• _Task requirements_
Please copy every row below word for word, leaving the pictures out of your answer.

##############################

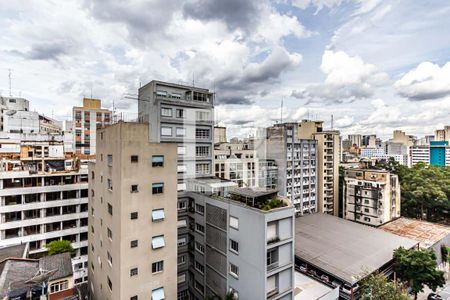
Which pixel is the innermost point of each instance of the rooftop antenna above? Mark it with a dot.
(9, 75)
(281, 111)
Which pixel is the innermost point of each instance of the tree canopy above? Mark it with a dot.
(61, 246)
(418, 269)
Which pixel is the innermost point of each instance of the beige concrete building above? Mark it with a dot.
(328, 146)
(86, 120)
(371, 197)
(132, 216)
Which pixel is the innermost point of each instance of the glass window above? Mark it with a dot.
(158, 242)
(166, 131)
(158, 215)
(157, 160)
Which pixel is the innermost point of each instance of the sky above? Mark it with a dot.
(375, 66)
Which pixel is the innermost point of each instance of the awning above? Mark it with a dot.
(158, 242)
(158, 294)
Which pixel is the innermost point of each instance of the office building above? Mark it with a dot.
(297, 165)
(132, 216)
(327, 164)
(242, 244)
(43, 198)
(371, 197)
(86, 120)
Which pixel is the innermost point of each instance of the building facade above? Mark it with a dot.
(371, 197)
(297, 161)
(43, 199)
(86, 120)
(132, 216)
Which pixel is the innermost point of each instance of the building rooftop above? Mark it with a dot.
(343, 248)
(426, 233)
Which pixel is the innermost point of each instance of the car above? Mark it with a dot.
(434, 296)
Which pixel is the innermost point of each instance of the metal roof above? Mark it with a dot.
(426, 233)
(342, 248)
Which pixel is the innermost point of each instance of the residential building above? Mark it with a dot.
(50, 277)
(338, 252)
(371, 197)
(443, 134)
(43, 198)
(220, 134)
(86, 120)
(183, 115)
(328, 147)
(240, 245)
(132, 215)
(440, 153)
(297, 165)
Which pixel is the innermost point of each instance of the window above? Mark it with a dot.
(180, 131)
(199, 267)
(109, 184)
(234, 246)
(133, 272)
(157, 188)
(234, 270)
(158, 266)
(158, 294)
(166, 112)
(181, 242)
(202, 133)
(158, 215)
(180, 113)
(181, 259)
(199, 228)
(199, 209)
(59, 286)
(109, 257)
(234, 222)
(109, 283)
(202, 151)
(199, 247)
(202, 168)
(166, 131)
(158, 161)
(158, 242)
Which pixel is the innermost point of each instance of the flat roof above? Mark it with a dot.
(343, 248)
(426, 233)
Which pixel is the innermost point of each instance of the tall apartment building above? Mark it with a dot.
(43, 198)
(371, 197)
(328, 146)
(132, 216)
(86, 120)
(239, 246)
(443, 134)
(297, 164)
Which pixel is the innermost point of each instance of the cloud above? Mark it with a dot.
(426, 81)
(348, 78)
(237, 14)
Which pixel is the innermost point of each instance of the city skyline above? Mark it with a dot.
(385, 61)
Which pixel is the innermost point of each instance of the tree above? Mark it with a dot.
(417, 268)
(57, 247)
(377, 286)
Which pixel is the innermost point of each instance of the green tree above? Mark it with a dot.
(57, 247)
(417, 268)
(377, 286)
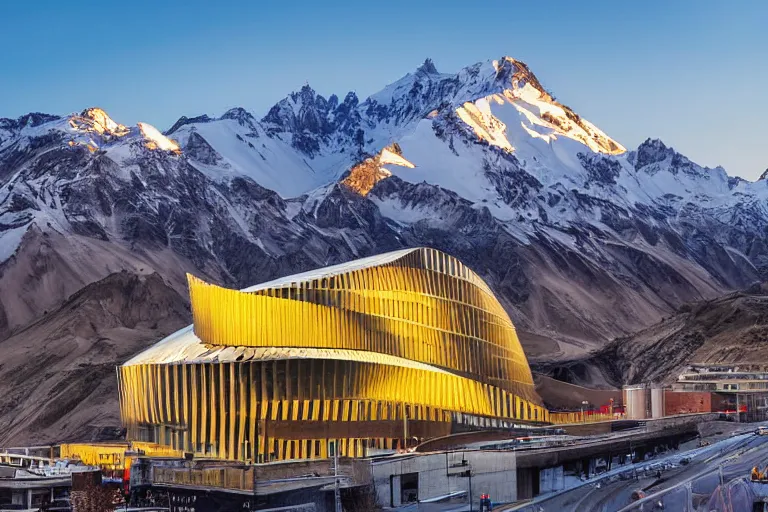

##############################

• _Complete response_
Which pixel is the innermost point of each instance of the rooftop antenna above? Mark it with a dot.
(9, 75)
(281, 111)
Which pixel is the innermost point of each instance of the tree canopy above? Mark it with a dot.
(61, 246)
(418, 269)
Which pixel is the innermost point of each instance of the beige concrete building above? Mark it with a dot.
(328, 146)
(86, 120)
(371, 197)
(132, 216)
Which pixel is the innermost point of each instance of the glass window above? Mark it with a dot.
(158, 242)
(166, 131)
(158, 215)
(157, 160)
Which pixel is the innermost point of each instance of the sky above? Mark it with a dot.
(375, 66)
Which pixel is the innermost point of each instance of the awning above? Mark it with a dot.
(158, 242)
(158, 294)
Which pixel is the innermost point of each instance of the office building above? Mark it with a dot.
(297, 165)
(132, 216)
(327, 164)
(242, 244)
(43, 198)
(371, 197)
(86, 120)
Which pixel is the innermost point of each instance of the building facade above? Mark it with a dot.
(371, 197)
(297, 161)
(43, 199)
(86, 120)
(132, 216)
Which pixel is the innermost point of each instance of the building rooftop above? Mark it with a dot.
(343, 248)
(426, 233)
Which pixel is the innermost point of each instance of the car above? Mark it with a dot.
(434, 296)
Which pixel is the innermost point of each instance of the metal roof above? Mark it with a dot.
(426, 233)
(342, 248)
Which pixel is the innermost point of each instance of the residential building above? Mark it with a dot.
(50, 277)
(338, 252)
(371, 197)
(443, 134)
(43, 198)
(220, 134)
(86, 120)
(183, 115)
(328, 147)
(240, 245)
(132, 215)
(440, 153)
(297, 165)
Which pixel is the innermost point of each instance of the window above? Mark it with a dot.
(180, 131)
(199, 267)
(109, 184)
(234, 246)
(133, 272)
(157, 188)
(234, 270)
(158, 266)
(158, 294)
(166, 112)
(181, 242)
(202, 133)
(158, 215)
(180, 113)
(181, 259)
(199, 228)
(199, 209)
(59, 286)
(109, 257)
(234, 222)
(109, 283)
(202, 151)
(199, 247)
(202, 168)
(166, 131)
(158, 161)
(158, 242)
Which pixel is the innermost point of each instance of the flat roof above? Mark it with a dot.
(343, 248)
(426, 233)
Which pixel is the innermost point of each instance of the tall apartment building above? Mark it with a dot.
(43, 198)
(371, 197)
(328, 146)
(132, 216)
(86, 120)
(239, 246)
(443, 134)
(297, 164)
Which pixel is the innermost point of each instance of the cloud above? Mark it with a dot.
(426, 81)
(348, 78)
(237, 14)
Which pixel is the innermost point of each instance of the city skyline above? Mark it with a dot.
(385, 61)
Which pixel is the innermost point of each instance of the tree above? Mark it with a dot.
(417, 268)
(57, 247)
(377, 286)
Which pixel is the innermost point of each instance of the green tree above? Mark it with a dot.
(57, 247)
(417, 268)
(377, 286)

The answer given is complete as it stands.